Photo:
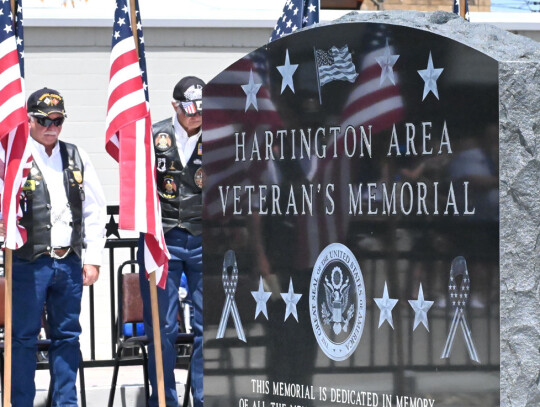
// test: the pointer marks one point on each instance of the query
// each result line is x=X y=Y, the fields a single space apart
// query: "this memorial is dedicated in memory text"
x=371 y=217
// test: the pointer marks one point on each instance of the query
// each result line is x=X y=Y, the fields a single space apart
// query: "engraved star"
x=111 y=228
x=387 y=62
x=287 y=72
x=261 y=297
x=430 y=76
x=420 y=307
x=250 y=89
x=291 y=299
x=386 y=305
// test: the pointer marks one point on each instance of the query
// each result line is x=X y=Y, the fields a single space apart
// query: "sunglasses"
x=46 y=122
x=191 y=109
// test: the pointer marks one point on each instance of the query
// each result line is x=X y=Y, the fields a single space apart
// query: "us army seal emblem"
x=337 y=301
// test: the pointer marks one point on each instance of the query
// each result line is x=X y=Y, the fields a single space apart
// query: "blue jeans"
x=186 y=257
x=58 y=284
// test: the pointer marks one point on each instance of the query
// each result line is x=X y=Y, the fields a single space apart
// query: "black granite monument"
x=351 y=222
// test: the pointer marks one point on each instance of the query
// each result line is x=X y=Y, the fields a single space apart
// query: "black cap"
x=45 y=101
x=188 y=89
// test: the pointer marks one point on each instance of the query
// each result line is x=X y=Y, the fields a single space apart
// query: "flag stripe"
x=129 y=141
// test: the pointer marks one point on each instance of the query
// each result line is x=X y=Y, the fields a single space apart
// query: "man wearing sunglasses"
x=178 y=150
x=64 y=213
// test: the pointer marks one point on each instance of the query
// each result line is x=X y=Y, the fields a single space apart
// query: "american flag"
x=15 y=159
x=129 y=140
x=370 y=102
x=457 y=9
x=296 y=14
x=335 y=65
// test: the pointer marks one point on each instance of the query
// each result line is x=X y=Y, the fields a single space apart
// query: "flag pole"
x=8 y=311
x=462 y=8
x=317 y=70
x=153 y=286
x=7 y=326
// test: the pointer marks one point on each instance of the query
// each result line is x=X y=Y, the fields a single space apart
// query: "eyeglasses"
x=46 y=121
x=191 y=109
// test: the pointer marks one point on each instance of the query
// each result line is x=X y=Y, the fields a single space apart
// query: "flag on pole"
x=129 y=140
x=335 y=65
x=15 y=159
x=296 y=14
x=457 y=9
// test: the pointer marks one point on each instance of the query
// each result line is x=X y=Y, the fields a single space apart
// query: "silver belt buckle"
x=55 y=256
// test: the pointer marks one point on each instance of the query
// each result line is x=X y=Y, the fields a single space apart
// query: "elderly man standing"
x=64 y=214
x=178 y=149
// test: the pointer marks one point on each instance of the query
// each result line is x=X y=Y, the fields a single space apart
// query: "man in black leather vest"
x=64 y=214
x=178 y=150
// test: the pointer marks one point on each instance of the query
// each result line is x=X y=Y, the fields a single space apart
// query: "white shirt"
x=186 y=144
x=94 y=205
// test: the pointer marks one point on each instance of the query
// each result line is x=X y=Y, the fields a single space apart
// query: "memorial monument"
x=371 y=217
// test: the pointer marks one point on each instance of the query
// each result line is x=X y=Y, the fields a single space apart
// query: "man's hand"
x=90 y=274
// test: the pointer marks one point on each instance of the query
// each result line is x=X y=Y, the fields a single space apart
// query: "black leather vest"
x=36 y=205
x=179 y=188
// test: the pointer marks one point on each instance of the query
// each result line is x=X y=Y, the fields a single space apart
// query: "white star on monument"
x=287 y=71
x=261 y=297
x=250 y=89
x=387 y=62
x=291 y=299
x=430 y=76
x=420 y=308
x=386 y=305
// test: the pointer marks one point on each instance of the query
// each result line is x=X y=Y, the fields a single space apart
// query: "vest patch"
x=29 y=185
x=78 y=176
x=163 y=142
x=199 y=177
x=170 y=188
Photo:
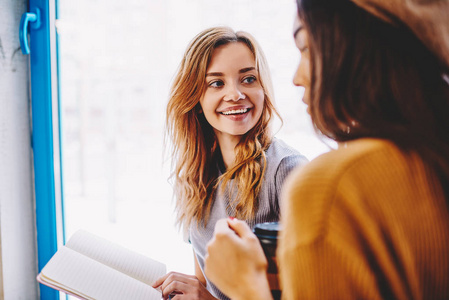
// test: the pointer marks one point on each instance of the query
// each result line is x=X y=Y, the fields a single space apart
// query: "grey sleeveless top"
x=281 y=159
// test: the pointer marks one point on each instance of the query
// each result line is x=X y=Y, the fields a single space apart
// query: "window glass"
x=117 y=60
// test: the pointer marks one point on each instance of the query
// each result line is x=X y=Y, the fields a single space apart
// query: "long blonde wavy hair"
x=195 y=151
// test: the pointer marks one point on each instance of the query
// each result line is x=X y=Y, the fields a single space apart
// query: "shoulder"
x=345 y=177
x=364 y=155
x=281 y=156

» Written instruction:
Copy every row above word for word, leaving out the pictures.

» Finished task:
Photo:
// test: the pointer marks one point on each instance of the query
// each result line is x=X y=Y, the fields a single space apart
// query: "this memorial is dedicated in memory text"
x=371 y=217
// test: the pointer marks one point on each instance of the query
// each result line is x=X y=Y, the fields a single space apart
// query: "engraved star"
x=111 y=228
x=387 y=62
x=287 y=72
x=261 y=297
x=430 y=76
x=420 y=307
x=250 y=89
x=291 y=299
x=386 y=305
// test: the pointer marks one point on each instance of the query
// each result line is x=X y=Y, the fields a single space apart
// query: "sunglasses"
x=46 y=122
x=191 y=109
// test: the pointer marks one point on each instance of the query
// each result line is x=X y=Y, the fields a single space apart
// query: "us army seal emblem"
x=337 y=301
// test: the pointer marks one point on each instance of the query
// each result line is x=X y=Y, the fields a single space apart
// query: "blue jeans"
x=186 y=257
x=58 y=284
// test: the pointer marks one point on each instance of the query
// each result line is x=X y=Y, the fields a single space apart
// query: "black granite monument"
x=351 y=222
// test: the pointer marks one point on each instance of the query
// each result line is x=X y=Y, the fields a single space apart
// query: "black cap"
x=45 y=101
x=188 y=89
// test: the pointer marks one point on each instance of the query
// each result line is x=X y=Y, the fields a single space apart
// query: "flag stripe"
x=129 y=141
// test: the pointer marks one point on each instance of the query
// each result line is x=X y=Y, the fields a single space apart
// query: "man wearing sunglasses"
x=178 y=150
x=64 y=213
// test: the pointer marks one point on each instance of the query
// each result line is x=X y=Y, the fields a single space apart
// query: "american flag"
x=15 y=159
x=129 y=140
x=370 y=102
x=457 y=9
x=296 y=14
x=335 y=65
// test: the pointer marks one point on each instance of the query
// each result line is x=X y=Y, the fields a single space apart
// query: "flag pole"
x=8 y=311
x=462 y=8
x=317 y=70
x=153 y=286
x=7 y=326
// test: the pointer marks one point on each instance of the query
// each result line is x=X y=Y, the fields a single space apart
// query: "eyeglasses"
x=46 y=121
x=191 y=109
// test: the pointer marks one point on each instance of the query
// each result line is x=X y=Y, the fields a single space apart
// query: "flag on pole"
x=129 y=140
x=335 y=65
x=15 y=159
x=296 y=14
x=457 y=9
// test: the pointer marks one point on each instance of the query
// each result line is x=X y=Y, the fields a single space apart
// query: "silver belt buckle"
x=55 y=256
// test: the pointer marks one point on each instance of the query
// each result line is x=X y=Y, the fields a single space apart
// query: "elderly man standing"
x=64 y=214
x=178 y=149
// test: the pointer marks one point on each instance of the query
// each result line is x=X y=Y, the fields a single space apart
// query: "man in black leather vest"
x=64 y=214
x=178 y=150
// test: the pointer marks one point on each instance of the query
// each result line is x=X y=Y, the fields a single space apart
// query: "white shirt"
x=186 y=144
x=94 y=205
// test: the pointer marks one point on each instance of the query
// each result line is x=X y=Y, the fields a single space apart
// query: "memorial monument"
x=371 y=217
// test: the pointer marks one point on each instance of the query
// each result line is x=X y=Y, the fields a single space apart
// query: "man's hand"
x=90 y=274
// test: the pointer marks one point on each instance of the query
// each result line is x=X y=Y, the fields a single space apart
// query: "black leather vest"
x=36 y=205
x=179 y=188
// test: the pointer marks one point on each instance of the query
// each result line is x=X y=Y, the fields a single space apart
// query: "white star on monument"
x=287 y=71
x=261 y=297
x=250 y=89
x=387 y=62
x=291 y=299
x=430 y=76
x=420 y=308
x=386 y=305
// test: the pointer marks one point on each instance of the query
// each result line is x=X y=Y, the fields a single space apart
// query: "vest patch"
x=29 y=185
x=78 y=176
x=163 y=142
x=199 y=177
x=170 y=188
Photo:
// test: the pointer marks one point on each instance of the query
// each result line is x=X y=Y, the fields a single space apart
// query: "grey sleeveless top"
x=281 y=159
// test: the pointer marks one point on each instance of the query
// each result line is x=X y=Y, the fields a single space apart
// query: "window glass"
x=117 y=60
// test: the pointer marks one point on each instance of the query
// each result line is x=X y=Y, the fields a single space apart
// query: "long blonde wavy hair"
x=195 y=151
// test: the pointer marks one point on each instance of the query
// each result line is x=X y=Y, the fields a single space apart
// query: "shoulder"
x=345 y=177
x=364 y=155
x=281 y=156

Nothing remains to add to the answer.